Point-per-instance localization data
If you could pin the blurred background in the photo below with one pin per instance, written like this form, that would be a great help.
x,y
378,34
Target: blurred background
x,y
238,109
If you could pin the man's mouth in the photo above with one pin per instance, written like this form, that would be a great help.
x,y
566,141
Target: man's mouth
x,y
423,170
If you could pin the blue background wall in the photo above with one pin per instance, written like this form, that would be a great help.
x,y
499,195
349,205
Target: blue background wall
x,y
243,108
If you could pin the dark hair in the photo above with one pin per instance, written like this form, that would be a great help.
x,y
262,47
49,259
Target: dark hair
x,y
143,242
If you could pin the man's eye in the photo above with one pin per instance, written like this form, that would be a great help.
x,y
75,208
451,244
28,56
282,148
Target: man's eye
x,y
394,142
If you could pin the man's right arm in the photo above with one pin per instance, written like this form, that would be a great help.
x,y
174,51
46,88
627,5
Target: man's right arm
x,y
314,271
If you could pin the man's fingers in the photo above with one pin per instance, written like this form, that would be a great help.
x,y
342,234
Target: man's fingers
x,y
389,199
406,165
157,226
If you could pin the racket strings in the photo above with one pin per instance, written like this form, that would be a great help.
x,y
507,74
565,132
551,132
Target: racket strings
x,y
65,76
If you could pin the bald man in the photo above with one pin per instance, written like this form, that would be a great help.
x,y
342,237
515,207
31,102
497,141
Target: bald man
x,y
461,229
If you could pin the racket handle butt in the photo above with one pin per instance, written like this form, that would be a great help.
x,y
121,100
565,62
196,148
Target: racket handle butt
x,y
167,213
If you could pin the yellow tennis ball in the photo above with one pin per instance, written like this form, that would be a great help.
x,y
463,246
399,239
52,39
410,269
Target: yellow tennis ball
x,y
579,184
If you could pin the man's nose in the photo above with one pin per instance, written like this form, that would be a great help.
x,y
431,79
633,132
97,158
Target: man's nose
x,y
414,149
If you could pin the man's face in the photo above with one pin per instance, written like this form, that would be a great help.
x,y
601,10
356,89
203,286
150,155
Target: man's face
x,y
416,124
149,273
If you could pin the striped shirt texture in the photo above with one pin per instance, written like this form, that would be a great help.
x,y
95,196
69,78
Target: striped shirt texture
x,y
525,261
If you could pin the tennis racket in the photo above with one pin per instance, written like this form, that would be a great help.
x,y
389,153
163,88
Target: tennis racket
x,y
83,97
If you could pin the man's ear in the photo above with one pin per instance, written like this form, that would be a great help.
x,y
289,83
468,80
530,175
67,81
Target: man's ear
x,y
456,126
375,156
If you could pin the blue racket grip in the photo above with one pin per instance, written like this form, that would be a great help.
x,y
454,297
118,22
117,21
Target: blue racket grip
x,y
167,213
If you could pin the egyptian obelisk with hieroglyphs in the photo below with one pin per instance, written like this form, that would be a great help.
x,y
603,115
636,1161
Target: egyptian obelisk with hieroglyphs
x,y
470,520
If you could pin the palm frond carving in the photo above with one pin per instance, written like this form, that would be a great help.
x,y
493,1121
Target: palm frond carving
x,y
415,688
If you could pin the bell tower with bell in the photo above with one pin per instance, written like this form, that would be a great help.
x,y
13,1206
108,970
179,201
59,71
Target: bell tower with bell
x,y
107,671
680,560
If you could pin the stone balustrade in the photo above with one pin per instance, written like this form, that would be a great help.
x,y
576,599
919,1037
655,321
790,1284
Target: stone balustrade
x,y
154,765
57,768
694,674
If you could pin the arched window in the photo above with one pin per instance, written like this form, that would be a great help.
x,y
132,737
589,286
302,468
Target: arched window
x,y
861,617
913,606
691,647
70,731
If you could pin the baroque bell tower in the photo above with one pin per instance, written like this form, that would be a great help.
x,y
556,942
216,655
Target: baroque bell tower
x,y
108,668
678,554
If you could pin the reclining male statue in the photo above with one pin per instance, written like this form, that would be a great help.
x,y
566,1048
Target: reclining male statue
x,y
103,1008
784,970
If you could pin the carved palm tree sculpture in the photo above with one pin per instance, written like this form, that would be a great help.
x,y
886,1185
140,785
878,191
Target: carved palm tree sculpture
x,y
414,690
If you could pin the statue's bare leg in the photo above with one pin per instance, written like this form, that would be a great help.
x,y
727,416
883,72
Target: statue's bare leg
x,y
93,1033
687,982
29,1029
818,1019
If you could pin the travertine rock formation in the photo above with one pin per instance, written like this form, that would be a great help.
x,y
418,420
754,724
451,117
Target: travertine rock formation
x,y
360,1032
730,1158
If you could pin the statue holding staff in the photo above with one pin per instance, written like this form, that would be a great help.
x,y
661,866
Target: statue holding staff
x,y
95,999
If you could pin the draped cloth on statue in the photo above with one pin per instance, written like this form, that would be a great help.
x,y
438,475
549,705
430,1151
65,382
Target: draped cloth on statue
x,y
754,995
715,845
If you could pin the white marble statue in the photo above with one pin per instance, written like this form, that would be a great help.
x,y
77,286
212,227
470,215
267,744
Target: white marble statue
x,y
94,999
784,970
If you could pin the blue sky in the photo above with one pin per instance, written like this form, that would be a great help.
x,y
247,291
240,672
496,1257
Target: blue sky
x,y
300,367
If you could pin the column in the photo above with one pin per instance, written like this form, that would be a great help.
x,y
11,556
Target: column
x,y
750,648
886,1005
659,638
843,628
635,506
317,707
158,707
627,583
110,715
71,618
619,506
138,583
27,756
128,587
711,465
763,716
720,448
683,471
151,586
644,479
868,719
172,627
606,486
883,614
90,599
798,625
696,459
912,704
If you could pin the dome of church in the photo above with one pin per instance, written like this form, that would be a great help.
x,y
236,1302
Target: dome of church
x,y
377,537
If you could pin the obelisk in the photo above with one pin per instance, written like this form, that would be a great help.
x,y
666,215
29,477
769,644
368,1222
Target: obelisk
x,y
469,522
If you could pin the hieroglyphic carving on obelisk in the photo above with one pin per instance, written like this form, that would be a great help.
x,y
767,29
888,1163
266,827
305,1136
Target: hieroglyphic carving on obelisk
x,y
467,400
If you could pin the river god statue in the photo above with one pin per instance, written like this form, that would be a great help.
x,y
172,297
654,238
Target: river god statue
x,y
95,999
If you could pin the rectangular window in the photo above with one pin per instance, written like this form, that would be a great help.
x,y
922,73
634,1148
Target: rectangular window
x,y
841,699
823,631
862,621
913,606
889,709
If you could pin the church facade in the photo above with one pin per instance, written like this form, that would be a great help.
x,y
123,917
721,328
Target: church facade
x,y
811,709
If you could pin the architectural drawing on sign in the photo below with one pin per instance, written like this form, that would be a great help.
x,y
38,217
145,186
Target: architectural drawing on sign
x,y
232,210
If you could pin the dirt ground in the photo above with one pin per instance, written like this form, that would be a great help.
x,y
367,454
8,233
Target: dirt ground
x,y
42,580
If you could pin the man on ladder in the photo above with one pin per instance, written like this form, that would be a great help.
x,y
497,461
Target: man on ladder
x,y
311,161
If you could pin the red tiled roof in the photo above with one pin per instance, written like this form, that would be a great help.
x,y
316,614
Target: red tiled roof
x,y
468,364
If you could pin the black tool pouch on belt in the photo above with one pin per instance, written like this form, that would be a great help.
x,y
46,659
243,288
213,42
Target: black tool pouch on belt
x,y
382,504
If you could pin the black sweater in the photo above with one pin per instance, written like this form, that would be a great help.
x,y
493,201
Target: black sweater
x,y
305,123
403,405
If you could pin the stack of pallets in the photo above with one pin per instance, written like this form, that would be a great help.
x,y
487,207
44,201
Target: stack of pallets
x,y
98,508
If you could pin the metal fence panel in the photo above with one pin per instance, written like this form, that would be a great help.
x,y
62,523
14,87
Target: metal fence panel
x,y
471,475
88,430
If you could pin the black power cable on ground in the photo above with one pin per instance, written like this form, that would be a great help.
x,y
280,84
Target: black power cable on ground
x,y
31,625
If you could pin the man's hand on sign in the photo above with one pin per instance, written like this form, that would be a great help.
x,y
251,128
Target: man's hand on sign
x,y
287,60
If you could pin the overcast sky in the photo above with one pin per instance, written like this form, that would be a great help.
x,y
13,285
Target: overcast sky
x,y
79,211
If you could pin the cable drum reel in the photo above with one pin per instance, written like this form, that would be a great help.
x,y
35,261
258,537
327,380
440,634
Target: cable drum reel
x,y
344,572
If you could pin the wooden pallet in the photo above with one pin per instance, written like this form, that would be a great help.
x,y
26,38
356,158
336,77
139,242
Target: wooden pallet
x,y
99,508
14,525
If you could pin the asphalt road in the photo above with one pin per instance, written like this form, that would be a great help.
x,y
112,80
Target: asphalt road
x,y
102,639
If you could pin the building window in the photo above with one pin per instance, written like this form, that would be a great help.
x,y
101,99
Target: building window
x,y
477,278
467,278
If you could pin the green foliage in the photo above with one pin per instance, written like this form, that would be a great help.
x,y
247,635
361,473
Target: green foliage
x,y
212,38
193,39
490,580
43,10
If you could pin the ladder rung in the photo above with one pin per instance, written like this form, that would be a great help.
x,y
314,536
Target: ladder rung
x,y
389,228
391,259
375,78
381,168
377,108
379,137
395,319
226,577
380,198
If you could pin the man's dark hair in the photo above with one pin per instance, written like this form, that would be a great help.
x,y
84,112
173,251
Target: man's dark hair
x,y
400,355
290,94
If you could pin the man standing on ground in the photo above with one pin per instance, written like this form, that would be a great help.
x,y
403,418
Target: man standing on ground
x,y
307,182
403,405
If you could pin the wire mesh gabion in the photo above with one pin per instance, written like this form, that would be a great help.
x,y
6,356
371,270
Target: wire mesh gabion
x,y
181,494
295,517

§ WORK TASK:
Only a number is expected here: the tally of lines above that contain "below". Please write nothing more.

§ YOUR RESPONSE:
3